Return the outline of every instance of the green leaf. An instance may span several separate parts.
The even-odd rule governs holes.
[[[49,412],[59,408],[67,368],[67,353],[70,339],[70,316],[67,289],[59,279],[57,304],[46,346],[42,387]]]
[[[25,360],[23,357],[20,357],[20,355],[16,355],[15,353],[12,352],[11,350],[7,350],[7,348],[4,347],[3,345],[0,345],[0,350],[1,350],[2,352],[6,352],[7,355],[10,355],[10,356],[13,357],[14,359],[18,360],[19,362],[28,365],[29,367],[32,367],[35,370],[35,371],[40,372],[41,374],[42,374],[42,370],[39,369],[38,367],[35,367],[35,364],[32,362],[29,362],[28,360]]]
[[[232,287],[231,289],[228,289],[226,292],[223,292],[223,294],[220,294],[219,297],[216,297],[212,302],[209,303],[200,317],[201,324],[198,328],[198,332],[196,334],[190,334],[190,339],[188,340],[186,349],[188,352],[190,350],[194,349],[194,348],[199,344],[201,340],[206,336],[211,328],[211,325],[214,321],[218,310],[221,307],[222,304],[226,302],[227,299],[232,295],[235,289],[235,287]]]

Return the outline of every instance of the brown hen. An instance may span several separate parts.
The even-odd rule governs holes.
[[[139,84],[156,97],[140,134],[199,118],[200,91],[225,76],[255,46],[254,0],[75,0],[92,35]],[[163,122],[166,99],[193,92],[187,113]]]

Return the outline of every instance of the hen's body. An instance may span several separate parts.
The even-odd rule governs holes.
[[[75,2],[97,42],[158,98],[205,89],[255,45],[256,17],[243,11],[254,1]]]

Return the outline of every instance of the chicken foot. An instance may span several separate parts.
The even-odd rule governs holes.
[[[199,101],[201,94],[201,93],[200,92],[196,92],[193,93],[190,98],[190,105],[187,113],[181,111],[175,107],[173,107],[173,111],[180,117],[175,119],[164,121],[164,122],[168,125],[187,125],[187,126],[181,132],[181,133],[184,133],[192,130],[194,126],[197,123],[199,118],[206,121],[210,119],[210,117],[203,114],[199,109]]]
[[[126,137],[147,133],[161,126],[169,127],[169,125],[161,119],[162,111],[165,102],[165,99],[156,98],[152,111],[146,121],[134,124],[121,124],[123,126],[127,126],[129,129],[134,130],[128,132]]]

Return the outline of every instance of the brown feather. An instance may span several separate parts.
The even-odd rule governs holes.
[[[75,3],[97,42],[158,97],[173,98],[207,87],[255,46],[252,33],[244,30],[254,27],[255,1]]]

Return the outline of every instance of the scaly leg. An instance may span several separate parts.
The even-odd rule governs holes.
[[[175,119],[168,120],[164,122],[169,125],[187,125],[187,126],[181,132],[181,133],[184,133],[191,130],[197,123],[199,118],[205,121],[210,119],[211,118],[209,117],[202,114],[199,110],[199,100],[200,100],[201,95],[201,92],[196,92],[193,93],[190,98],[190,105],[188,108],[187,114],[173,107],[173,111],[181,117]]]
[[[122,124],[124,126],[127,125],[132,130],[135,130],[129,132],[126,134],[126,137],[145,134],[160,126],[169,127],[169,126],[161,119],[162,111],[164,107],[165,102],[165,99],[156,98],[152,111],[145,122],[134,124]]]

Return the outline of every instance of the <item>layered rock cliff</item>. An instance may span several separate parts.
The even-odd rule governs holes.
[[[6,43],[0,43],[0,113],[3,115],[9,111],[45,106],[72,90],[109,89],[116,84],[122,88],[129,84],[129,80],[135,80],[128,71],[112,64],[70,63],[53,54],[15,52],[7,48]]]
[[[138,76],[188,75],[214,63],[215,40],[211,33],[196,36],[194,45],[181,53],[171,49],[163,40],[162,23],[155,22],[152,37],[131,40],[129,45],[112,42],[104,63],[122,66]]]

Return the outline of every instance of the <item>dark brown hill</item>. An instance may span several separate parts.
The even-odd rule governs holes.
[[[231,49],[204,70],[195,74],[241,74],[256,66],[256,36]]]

> Challenge
Gather every line of the entries above that contains the string "item" with the same capitalization.

> Response below
Return the outline of every instance of the <item>layered rock cliff</item>. An instance may span several separate parts.
Return the outline of every instance of the <item>dark brown hill</item>. An instance may span several separate parts.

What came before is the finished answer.